++++ ROWS

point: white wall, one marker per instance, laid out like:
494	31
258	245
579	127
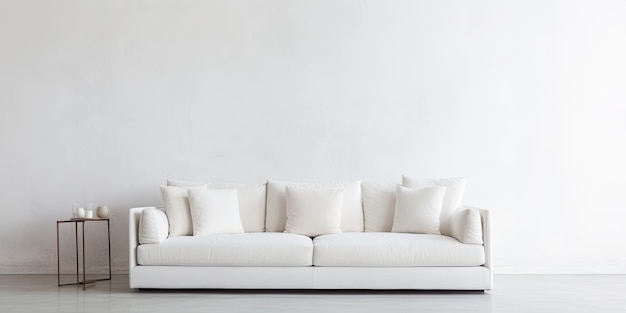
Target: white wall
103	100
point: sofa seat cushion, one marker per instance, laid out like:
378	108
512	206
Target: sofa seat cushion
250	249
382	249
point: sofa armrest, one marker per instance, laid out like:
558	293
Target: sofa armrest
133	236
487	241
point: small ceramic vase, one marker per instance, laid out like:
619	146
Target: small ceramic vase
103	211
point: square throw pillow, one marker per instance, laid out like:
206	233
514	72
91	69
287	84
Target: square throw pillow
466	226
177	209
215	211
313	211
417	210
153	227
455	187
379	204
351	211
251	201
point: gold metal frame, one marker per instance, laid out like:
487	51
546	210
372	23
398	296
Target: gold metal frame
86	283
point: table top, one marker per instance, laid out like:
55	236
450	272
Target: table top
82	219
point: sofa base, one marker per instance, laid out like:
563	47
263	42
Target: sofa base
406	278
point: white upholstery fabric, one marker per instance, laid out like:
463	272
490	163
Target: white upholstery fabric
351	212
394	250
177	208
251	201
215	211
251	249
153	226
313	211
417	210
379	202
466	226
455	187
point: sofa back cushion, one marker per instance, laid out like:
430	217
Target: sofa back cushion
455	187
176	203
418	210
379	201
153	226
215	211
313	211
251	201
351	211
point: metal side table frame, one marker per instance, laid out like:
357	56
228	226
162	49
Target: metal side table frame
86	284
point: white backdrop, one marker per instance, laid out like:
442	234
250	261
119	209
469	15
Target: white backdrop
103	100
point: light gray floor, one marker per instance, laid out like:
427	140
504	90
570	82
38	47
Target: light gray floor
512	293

++++++++

YOUR GOAL:
Repeat each record exactly as shown above, dropping all images.

ANSWER FOR THE TASK:
point: white wall, one marker per instance, laid out like:
494	31
258	245
579	127
Target: white wall
103	100
point: sofa seat cushion, one marker per instance, laid out like:
378	108
512	206
Target: sofa seat cushion
250	249
382	249
point: sofa armrest, one marker per instance, laid out like:
558	293
Target: sofa armrest
133	236
487	241
point: small ceramic vase, one marker per instance, laid out like:
619	146
Target: small ceramic vase
103	211
point: square throw pillow, one marker per instance, laid out like:
206	233
514	72
91	69
287	84
Target: square throw pillow
466	226
177	209
215	211
313	211
417	210
153	227
455	187
379	204
351	211
251	201
point: gold metal frame, one marker per instance, laid out like:
487	51
546	210
372	23
398	296
Target: gold metal frame
86	283
point: table top, one marker per instance, laid out like:
55	236
450	272
Target: table top
82	219
point: sofa base, one marker per instance, laid out like:
563	47
263	42
Target: sofa base
406	278
point: white upholstery fabric, one marker per instance, laid out like:
463	272
490	163
Target: white upholstery fabric
351	212
394	250
177	208
251	201
215	211
251	249
153	226
313	211
417	210
379	202
466	226
455	187
point: sofa back cushion, one marker per instance, laid out like:
430	217
Target: sofa back cushion
455	187
176	203
418	210
379	201
153	226
215	211
313	211
251	201
351	211
point: metal side table frame, one marker per instance, laid out like:
357	56
228	226
162	49
Target: metal side table frame
86	284
point: white backdrop, one marker per instance, laid out like:
442	234
250	261
119	209
469	15
Target: white backdrop
103	100
point: light gray floor, one marker per instance, laid out like:
427	140
504	90
570	82
38	47
Target: light gray floor
512	293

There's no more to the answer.